Liouville’s theorem states that every function $f: \mathbb{C} \to \mathbb{C}$ which is analytic everywhere and bounded is constant. I recently stumbled across the paper A Note on Liouville’s Theorem (A. Lenard, 1986), that proves Liouville’s theorem using only algebraic power series manipulation: no analysis techniques were used at all, no limits, derivatives, integrals involved. I was shocked this was even possible, but I couldn’t understand the paper. It took me a couple of (very discontinuous) days of work to grasp the cleverness of the proof; it’s really cool and I don’t want to put this understanding to waste, so here’s my attempt to present it in a more intuitive way with more details.

The proof

Our version of Liouville’s Theorem is as follows:

Theorem. If

$$f(z) = \sum_{n\geq 0} a_n z^n; \quad a_n \in \mathbb{C}$$

is a power series that converges everywhere in $\mathbb{C}$, and there exists $M > 0$ such that

$$\forall z \in \mathbb{C}, \enspace |f(z)| \leq M,$$

then $\forall n \in \mathbb{N} \setminus \{0\}, a_n = 0$. That is, $f$ is constant.

Proof. For this proof, we want to show that $a_n = 0$ for all $n \geq 1$ (so $f(z) = a_0$ is only the constant term). We will achieve this by using $f$ to construct a specific absolute sum, which we will then bound to show that $f$ must be constant.

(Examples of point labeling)
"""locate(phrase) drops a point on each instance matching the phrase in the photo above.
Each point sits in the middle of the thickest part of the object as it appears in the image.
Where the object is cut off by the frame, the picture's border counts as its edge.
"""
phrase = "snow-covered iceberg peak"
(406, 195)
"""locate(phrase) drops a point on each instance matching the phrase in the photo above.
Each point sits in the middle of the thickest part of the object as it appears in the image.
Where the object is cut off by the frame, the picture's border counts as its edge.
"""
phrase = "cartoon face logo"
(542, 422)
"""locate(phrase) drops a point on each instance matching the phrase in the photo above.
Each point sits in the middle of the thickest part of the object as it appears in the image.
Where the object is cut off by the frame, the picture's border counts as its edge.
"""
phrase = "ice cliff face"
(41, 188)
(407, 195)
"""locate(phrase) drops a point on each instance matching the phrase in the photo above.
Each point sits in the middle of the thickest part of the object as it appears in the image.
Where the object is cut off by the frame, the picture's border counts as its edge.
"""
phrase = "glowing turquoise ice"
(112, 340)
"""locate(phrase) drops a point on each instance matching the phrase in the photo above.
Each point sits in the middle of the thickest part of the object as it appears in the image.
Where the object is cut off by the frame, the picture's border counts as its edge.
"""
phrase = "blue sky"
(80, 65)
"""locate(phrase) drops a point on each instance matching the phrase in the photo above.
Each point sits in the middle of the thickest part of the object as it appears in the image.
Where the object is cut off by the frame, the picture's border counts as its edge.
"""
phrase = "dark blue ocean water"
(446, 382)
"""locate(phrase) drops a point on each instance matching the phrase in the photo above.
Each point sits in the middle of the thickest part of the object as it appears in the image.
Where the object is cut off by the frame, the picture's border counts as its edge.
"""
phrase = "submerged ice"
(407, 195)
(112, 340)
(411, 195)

== Directions ==
1. Reproduce the Liouville's theorem passage verbatim, starting at "is a power series" and ending at "is, $f$ is constant.".
2. Carry the Liouville's theorem passage further, picking up right after its final sentence.
The rows come from a different source than the passage on Liouville's theorem.

== Response list ==
1.
is a power series that converges everywhere in $\mathbb{C}$, and there exists $M > 0$ such that

$$\forall z \in \mathbb{C}, \enspace |f(z)| \leq M,$$

then $\forall n \in \mathbb{N} \setminus \{0\}, a_n = 0$. That is, $f$ is constant.

2.
Since $f$ converges everywhere on $\mathbb{C}$, it is also absolutely convergent on $\mathbb{C}$. Hence for any positive $r > 0$ we have

$$S(r) := \sum_{n \geq 0} |a_n| r^n < \infty.$$

Since the absolute sum $S(r)$ converges, if we take a tail of the sum starting at $m$, it must eventually tend towards 0 as $m \to \infty$:

$$\lim_{m\to\infty} \sum_{n \geq m} |a_n| r^n = 0.$$

In particular we can definitely pick some tail of the sequence that has value $\leq 1/S(r)$. Let $k = k(r)$ be the smallest positive integer which satisfies that criterion, so it is the smallest positive integer such that

$$S(r) \cdot \left(\sum_{n \geq k} |a_n| r^n\right) \leq 1.$$

Let $\omega = \exp(2 \pi i/k)$ be the $k$-th primitive root of unity. We know that¹

$$\frac 1{k} \sum_{j=0}^{k-1} \omega^{(n-m)j} = \begin{cases} 1 &\text{if } n \equiv m \pmod{k} \\ 0 &\text{otherwise.} \end{cases}$$

Remember this for later.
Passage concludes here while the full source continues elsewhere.